WRITTEN TASK: Rescale the data below by copying every line and multiplying each point coordinate in the answers by 0.2, rounding to whole numbers with halves rounded up. Leave the pictures out of your answer.

-*-*-

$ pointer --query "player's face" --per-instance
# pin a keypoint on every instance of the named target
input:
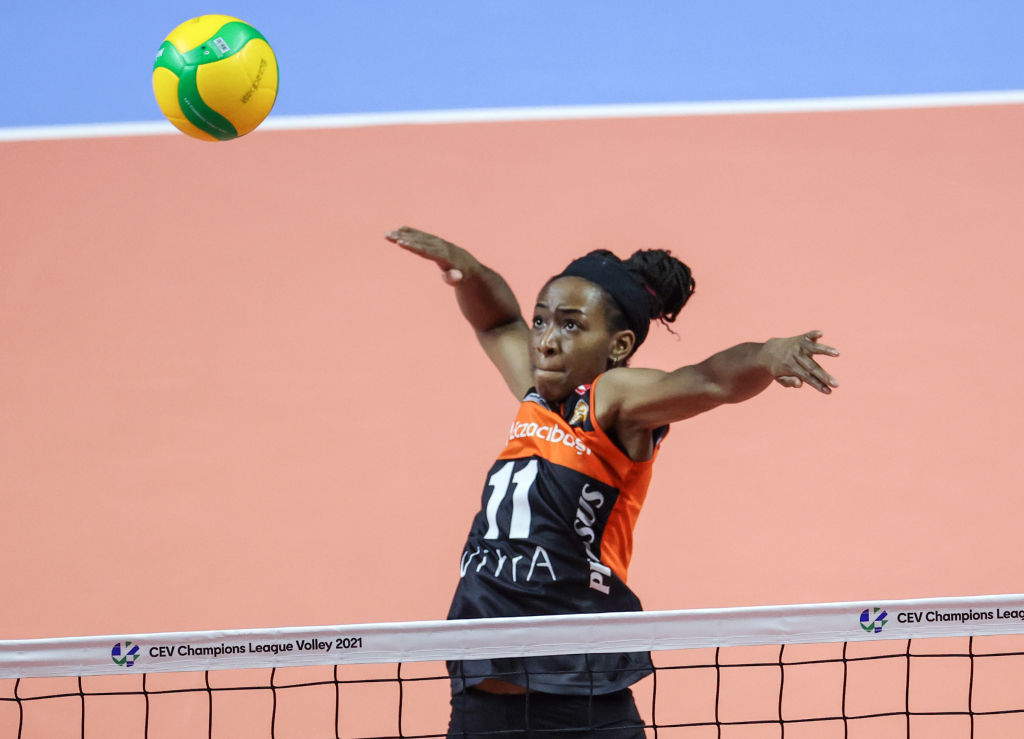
(570, 340)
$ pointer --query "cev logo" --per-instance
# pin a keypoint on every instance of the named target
(125, 657)
(873, 619)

-*-*-

RESPONSE FOR THIS EXERCISE:
$ pointer --query "player's face" --per-instance
# pin a keypoint on every instance of the named target
input:
(114, 68)
$ pointer --query "cev logo" --per-instance
# pin a keypoint on every instance of the named target
(25, 131)
(175, 124)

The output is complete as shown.